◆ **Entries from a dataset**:
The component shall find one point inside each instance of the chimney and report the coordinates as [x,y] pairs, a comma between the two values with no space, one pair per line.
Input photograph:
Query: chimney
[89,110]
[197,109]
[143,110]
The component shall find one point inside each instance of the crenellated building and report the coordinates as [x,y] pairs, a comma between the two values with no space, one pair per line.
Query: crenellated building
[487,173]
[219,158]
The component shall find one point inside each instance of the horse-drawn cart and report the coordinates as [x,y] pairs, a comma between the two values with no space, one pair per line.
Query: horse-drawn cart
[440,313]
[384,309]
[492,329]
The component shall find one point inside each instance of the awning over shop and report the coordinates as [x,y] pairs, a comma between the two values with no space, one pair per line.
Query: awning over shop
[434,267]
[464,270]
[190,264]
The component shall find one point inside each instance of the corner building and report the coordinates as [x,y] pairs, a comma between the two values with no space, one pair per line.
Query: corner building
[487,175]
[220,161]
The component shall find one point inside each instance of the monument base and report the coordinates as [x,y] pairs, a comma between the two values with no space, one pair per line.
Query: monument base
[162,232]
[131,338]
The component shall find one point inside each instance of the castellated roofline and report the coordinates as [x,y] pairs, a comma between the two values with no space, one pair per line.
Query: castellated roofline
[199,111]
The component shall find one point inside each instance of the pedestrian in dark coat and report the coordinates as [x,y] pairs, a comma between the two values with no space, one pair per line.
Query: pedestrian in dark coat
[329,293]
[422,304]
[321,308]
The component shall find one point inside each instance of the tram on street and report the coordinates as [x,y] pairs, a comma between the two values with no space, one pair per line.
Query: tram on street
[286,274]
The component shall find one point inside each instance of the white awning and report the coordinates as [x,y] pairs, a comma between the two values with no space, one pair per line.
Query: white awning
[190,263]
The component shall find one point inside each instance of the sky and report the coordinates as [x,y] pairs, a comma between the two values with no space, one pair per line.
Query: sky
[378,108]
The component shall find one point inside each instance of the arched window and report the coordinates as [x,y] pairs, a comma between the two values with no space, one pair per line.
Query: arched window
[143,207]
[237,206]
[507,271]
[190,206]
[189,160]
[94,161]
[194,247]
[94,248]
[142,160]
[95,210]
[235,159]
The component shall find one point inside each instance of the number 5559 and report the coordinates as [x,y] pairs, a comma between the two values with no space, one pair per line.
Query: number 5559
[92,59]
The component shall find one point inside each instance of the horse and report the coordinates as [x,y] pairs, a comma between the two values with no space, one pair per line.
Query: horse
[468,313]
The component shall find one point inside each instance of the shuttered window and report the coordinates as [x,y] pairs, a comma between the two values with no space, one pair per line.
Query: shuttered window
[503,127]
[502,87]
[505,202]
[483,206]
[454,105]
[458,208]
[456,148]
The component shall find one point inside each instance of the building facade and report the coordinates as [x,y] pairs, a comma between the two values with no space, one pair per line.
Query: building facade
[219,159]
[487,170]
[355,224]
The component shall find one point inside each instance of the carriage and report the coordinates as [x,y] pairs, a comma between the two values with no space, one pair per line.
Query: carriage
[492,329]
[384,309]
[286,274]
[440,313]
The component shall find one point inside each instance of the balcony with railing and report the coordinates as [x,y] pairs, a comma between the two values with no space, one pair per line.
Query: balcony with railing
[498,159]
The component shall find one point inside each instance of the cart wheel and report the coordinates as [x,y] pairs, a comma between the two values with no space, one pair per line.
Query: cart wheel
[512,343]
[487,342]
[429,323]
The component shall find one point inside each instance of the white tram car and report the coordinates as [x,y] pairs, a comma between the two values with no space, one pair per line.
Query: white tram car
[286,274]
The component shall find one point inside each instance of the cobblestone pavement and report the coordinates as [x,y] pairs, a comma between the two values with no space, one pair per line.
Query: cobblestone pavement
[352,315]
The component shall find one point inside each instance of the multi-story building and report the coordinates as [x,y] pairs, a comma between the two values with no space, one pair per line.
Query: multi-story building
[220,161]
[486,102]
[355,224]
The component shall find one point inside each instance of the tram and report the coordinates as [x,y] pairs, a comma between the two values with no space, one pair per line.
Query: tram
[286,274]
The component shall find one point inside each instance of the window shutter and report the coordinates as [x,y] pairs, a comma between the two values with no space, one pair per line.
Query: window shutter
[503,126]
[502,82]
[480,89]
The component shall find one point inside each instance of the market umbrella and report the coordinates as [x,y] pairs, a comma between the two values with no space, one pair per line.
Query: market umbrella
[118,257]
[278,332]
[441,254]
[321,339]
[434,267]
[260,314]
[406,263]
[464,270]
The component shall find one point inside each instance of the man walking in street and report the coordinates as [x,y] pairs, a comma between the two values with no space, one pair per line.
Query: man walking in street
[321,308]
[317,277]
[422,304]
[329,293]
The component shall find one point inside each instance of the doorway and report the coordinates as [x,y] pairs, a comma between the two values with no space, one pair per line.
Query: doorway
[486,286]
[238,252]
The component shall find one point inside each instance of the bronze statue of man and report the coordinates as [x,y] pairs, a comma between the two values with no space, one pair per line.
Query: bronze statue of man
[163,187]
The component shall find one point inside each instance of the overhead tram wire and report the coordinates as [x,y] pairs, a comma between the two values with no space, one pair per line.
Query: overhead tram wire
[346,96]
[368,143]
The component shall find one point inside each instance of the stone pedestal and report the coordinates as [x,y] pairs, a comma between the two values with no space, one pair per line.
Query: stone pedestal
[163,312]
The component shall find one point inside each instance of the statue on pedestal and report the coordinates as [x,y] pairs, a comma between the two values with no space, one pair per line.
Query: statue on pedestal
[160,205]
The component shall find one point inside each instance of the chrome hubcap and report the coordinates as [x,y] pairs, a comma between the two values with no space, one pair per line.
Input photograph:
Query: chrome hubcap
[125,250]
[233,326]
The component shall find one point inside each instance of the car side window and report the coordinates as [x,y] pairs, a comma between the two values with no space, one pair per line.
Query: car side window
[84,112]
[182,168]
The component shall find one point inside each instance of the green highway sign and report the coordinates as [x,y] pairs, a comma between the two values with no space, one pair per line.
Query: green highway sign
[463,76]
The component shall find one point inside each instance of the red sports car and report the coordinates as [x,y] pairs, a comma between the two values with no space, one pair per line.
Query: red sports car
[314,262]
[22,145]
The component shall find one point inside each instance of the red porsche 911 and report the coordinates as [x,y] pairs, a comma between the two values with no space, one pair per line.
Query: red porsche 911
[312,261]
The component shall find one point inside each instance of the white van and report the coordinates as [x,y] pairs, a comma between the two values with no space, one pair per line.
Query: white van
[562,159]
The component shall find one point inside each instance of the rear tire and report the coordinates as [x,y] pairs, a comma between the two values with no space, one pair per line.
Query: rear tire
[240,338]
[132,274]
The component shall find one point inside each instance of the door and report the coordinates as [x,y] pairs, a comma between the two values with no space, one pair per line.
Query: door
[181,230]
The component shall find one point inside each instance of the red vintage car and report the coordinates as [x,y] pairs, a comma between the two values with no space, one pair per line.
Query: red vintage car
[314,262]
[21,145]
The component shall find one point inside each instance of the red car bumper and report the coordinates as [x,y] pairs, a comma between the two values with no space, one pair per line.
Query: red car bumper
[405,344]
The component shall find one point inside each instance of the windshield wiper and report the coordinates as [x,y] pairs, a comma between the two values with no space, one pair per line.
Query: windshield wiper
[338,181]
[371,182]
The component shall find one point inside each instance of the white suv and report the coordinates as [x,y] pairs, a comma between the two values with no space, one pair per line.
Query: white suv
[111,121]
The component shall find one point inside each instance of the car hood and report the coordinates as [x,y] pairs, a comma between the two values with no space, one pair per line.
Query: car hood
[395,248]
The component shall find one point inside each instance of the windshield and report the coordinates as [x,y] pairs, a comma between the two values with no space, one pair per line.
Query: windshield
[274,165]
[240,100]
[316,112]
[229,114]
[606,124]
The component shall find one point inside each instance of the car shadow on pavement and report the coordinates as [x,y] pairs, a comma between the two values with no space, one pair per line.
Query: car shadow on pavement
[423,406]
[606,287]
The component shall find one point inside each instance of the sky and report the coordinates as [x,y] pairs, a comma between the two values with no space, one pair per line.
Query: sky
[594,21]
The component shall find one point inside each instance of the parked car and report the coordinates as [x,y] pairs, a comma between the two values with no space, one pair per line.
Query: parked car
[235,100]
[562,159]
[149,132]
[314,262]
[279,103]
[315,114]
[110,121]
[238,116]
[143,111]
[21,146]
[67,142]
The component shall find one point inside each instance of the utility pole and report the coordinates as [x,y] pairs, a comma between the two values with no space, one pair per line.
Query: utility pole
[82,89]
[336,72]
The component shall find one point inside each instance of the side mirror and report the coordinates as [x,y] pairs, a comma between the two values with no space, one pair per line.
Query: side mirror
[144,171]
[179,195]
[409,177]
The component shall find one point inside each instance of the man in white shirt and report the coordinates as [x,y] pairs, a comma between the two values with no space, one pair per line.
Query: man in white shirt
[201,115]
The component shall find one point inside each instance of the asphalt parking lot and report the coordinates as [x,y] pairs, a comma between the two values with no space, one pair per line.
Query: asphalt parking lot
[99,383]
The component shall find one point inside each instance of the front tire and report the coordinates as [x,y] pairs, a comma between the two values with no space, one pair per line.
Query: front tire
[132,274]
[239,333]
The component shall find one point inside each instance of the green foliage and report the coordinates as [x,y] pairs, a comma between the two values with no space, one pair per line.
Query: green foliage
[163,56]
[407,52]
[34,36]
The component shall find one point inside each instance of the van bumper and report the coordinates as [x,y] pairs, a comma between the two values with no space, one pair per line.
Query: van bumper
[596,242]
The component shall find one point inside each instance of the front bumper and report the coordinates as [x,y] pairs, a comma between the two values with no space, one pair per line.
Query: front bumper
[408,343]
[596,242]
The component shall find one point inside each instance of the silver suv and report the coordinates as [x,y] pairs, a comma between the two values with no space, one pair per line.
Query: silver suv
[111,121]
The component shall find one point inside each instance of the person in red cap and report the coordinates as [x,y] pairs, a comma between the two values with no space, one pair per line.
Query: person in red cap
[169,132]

◆ **TASK DIRECTIONS**: Give again only the lines of the material above that run from the one with "white shirt and" through the end, both included, exactly as they appear.

◆ **RESULT FOR THIS TASK**:
The component shall find one point inside each instance of the man in white shirt and report the coordinates as [x,y] pairs, a comma between the two values with no space, one pair per line.
Query: man in white shirt
[201,115]
The component shall find one point inside each instance of the asphalt parking lot and report the coordinates as [x,y] pairs, a comma between the two values with no space, one pair per line.
Query: asphalt parking lot
[99,383]
The component shall find one point inside each instance of the front tire and report the coordinates as [x,y] pairs, a comma between the two values with no space, one pair per line.
Query: front tire
[132,274]
[239,333]
The component shall find one point inside each instance of the green foliage and report the coordinates as [x,y] pairs, a comma between the two values with no space, one pair per line.
Query: green foliage
[163,56]
[407,52]
[34,36]
The component shall find one point inside each instance of the van bumper and report the coordinates as [x,y] pairs, a comma between the two values with no space, one pair per line.
Query: van bumper
[596,242]
The component shall find one point inside each instance of the front bumper and report the coordinates as [x,y] pairs, a comma between the two values with no space, one pair per line.
Query: front bumper
[408,343]
[596,242]
The component shall find one point inside each instance of the silver suv and report the coordinates as [x,y] pairs, a comma between the two values with no space, one pair per line.
Query: silver suv
[111,121]
The component shall find one point inside each instance of the person in red cap and report the coordinates as [x,y] pairs, a comma between the two values with no space, one pair per line.
Query: person in red cap
[169,132]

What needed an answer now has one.